[START Extracted information]
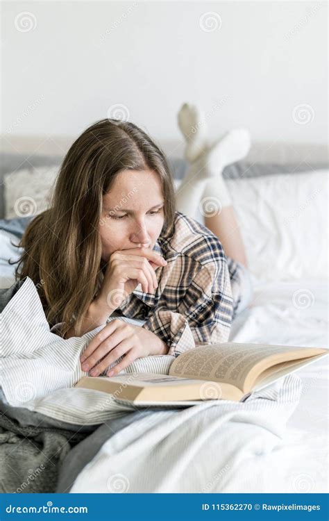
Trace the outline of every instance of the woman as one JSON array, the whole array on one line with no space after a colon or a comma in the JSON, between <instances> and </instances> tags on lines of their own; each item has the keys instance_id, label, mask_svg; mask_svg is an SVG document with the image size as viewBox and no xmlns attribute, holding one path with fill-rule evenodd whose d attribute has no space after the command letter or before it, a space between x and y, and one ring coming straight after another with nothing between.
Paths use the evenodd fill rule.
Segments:
<instances>
[{"instance_id":1,"label":"woman","mask_svg":"<svg viewBox=\"0 0 329 521\"><path fill-rule=\"evenodd\" d=\"M230 274L239 283L242 263L230 259L229 273L211 229L175 210L160 149L133 124L104 119L71 145L50 208L28 226L16 276L37 285L52 331L69 338L108 322L81 357L92 376L227 341L241 301Z\"/></svg>"}]
</instances>

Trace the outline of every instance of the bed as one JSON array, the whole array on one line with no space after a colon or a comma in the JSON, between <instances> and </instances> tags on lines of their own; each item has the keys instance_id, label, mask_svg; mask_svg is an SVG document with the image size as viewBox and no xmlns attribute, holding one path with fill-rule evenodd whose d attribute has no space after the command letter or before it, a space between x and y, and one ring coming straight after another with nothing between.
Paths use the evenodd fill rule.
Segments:
<instances>
[{"instance_id":1,"label":"bed","mask_svg":"<svg viewBox=\"0 0 329 521\"><path fill-rule=\"evenodd\" d=\"M39 151L44 154L38 155L31 154L37 143L22 138L3 151L0 287L13 282L8 258L15 254L9 239L17 239L19 229L6 229L15 217L6 188L17 200L21 195L15 174L26 167L29 175L38 168L56 167L60 162L58 151L62 153L69 142L56 136L40 138ZM169 155L171 150L179 151L177 144L163 148ZM184 162L178 156L170 162L179 186ZM233 322L229 340L328 348L325 147L256 144L246 161L227 167L225 176L254 286L252 301ZM27 195L32 197L33 192ZM41 204L44 194L39 194L40 199L37 195ZM78 349L73 342L70 346ZM163 370L169 363L159 361L159 367ZM140 368L141 361L135 363ZM72 378L78 374L74 371L76 367ZM69 385L58 386L47 396L28 397L20 404L9 403L2 392L0 406L7 423L0 427L0 447L3 449L8 439L15 447L16 436L22 454L31 462L31 468L22 467L19 472L15 451L10 452L7 444L8 452L2 453L7 471L14 476L16 470L18 475L6 481L3 492L328 492L328 357L258 395L252 393L244 404L225 401L146 410L119 404L115 413L99 402L103 393L96 392L97 397L81 395L79 413L78 408L74 411L74 397L70 402L74 390ZM85 419L79 420L83 408ZM43 444L37 438L40 429ZM51 434L48 442L57 444L58 457L47 453L46 463L51 461L53 468L45 468L37 477Z\"/></svg>"}]
</instances>

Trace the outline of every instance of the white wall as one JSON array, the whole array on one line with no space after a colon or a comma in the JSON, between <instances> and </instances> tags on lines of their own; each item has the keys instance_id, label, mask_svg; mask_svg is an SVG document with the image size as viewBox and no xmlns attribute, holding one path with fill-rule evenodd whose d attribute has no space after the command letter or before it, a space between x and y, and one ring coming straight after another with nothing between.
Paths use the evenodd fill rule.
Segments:
<instances>
[{"instance_id":1,"label":"white wall","mask_svg":"<svg viewBox=\"0 0 329 521\"><path fill-rule=\"evenodd\" d=\"M243 126L254 140L326 141L326 2L26 1L2 9L7 135L78 135L120 104L154 138L176 139L176 113L189 101L208 112L214 138ZM220 22L208 31L200 21L209 11Z\"/></svg>"}]
</instances>

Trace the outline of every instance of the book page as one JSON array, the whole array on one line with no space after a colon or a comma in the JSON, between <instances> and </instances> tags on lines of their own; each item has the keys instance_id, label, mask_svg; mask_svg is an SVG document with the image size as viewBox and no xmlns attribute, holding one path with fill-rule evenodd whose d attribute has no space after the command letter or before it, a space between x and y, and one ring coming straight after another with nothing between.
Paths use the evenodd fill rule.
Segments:
<instances>
[{"instance_id":1,"label":"book page","mask_svg":"<svg viewBox=\"0 0 329 521\"><path fill-rule=\"evenodd\" d=\"M301 356L303 354L307 356L307 352L312 352L310 347L233 342L208 345L191 349L178 356L173 362L169 374L225 382L243 390L246 377L258 362L269 355L296 349L301 349Z\"/></svg>"}]
</instances>

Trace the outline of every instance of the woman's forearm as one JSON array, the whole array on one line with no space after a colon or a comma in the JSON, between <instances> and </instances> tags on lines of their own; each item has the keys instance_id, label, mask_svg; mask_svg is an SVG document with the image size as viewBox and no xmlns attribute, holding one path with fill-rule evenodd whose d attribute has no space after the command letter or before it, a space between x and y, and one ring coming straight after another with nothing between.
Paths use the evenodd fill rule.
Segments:
<instances>
[{"instance_id":1,"label":"woman's forearm","mask_svg":"<svg viewBox=\"0 0 329 521\"><path fill-rule=\"evenodd\" d=\"M96 299L93 300L83 319L81 333L79 336L82 336L85 333L91 331L99 326L101 326L102 324L105 324L108 317L112 315L114 311L114 309L111 309L101 301ZM75 324L69 329L65 336L65 338L71 338L72 336L77 336L75 331Z\"/></svg>"}]
</instances>

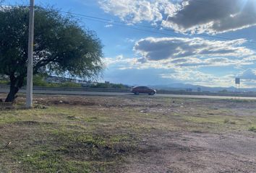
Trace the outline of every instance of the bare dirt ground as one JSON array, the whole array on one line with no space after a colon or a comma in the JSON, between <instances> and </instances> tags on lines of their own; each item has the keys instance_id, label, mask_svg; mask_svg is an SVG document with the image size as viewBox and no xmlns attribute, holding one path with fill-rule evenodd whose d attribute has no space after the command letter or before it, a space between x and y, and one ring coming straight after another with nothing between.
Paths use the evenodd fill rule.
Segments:
<instances>
[{"instance_id":1,"label":"bare dirt ground","mask_svg":"<svg viewBox=\"0 0 256 173\"><path fill-rule=\"evenodd\" d=\"M35 105L0 111L0 172L256 172L255 101L37 95Z\"/></svg>"}]
</instances>

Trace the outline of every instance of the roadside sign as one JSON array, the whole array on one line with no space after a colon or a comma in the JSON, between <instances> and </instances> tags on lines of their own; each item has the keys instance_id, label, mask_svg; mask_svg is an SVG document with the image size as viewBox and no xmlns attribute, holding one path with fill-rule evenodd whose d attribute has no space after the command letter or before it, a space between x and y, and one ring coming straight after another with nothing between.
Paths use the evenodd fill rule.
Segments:
<instances>
[{"instance_id":1,"label":"roadside sign","mask_svg":"<svg viewBox=\"0 0 256 173\"><path fill-rule=\"evenodd\" d=\"M236 78L236 84L240 84L240 78Z\"/></svg>"}]
</instances>

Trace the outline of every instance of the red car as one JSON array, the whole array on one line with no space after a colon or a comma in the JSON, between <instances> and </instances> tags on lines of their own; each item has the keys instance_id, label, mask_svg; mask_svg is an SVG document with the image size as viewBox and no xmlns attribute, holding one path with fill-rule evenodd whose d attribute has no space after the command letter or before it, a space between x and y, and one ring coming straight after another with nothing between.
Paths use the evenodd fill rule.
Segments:
<instances>
[{"instance_id":1,"label":"red car","mask_svg":"<svg viewBox=\"0 0 256 173\"><path fill-rule=\"evenodd\" d=\"M150 95L153 95L156 94L156 91L155 89L150 89L147 86L133 87L132 88L131 92L136 95L138 95L140 94L148 94Z\"/></svg>"}]
</instances>

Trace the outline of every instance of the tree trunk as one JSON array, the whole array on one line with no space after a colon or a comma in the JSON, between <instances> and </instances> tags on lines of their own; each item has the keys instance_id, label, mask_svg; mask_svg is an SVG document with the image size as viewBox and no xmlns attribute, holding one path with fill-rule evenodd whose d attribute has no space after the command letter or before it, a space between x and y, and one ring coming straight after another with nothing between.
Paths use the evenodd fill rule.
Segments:
<instances>
[{"instance_id":1,"label":"tree trunk","mask_svg":"<svg viewBox=\"0 0 256 173\"><path fill-rule=\"evenodd\" d=\"M14 77L10 76L10 91L5 99L6 102L12 102L16 99L16 94L19 92L20 89L23 86L23 76Z\"/></svg>"}]
</instances>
[END Extracted information]
▸ **What is asked**
Reproduce word for word every line of the material, beginning with the line that contains "Trace the outline of every instance of the tree" and continuing through the final line of the material.

▸ **Answer for the task**
Trace the outline of every instance of the tree trunk as one JSON array, the whole array on one line with no space after a colon or a comma in the JSON, between <instances> and </instances> tags on lines of their own; each item has the keys instance_id, label, mask_svg; mask_svg is an SVG document with the image size as viewBox and no xmlns attribute, holding one path with fill-rule evenodd whose d attribute has no space after the command letter or before it, a space between x and y, and one ring coming straight after another with nothing between.
Paths use the evenodd fill rule.
Segments:
<instances>
[{"instance_id":1,"label":"tree trunk","mask_svg":"<svg viewBox=\"0 0 256 173\"><path fill-rule=\"evenodd\" d=\"M14 77L10 76L10 91L5 99L6 102L12 102L16 99L16 94L19 92L20 89L23 86L23 76Z\"/></svg>"}]
</instances>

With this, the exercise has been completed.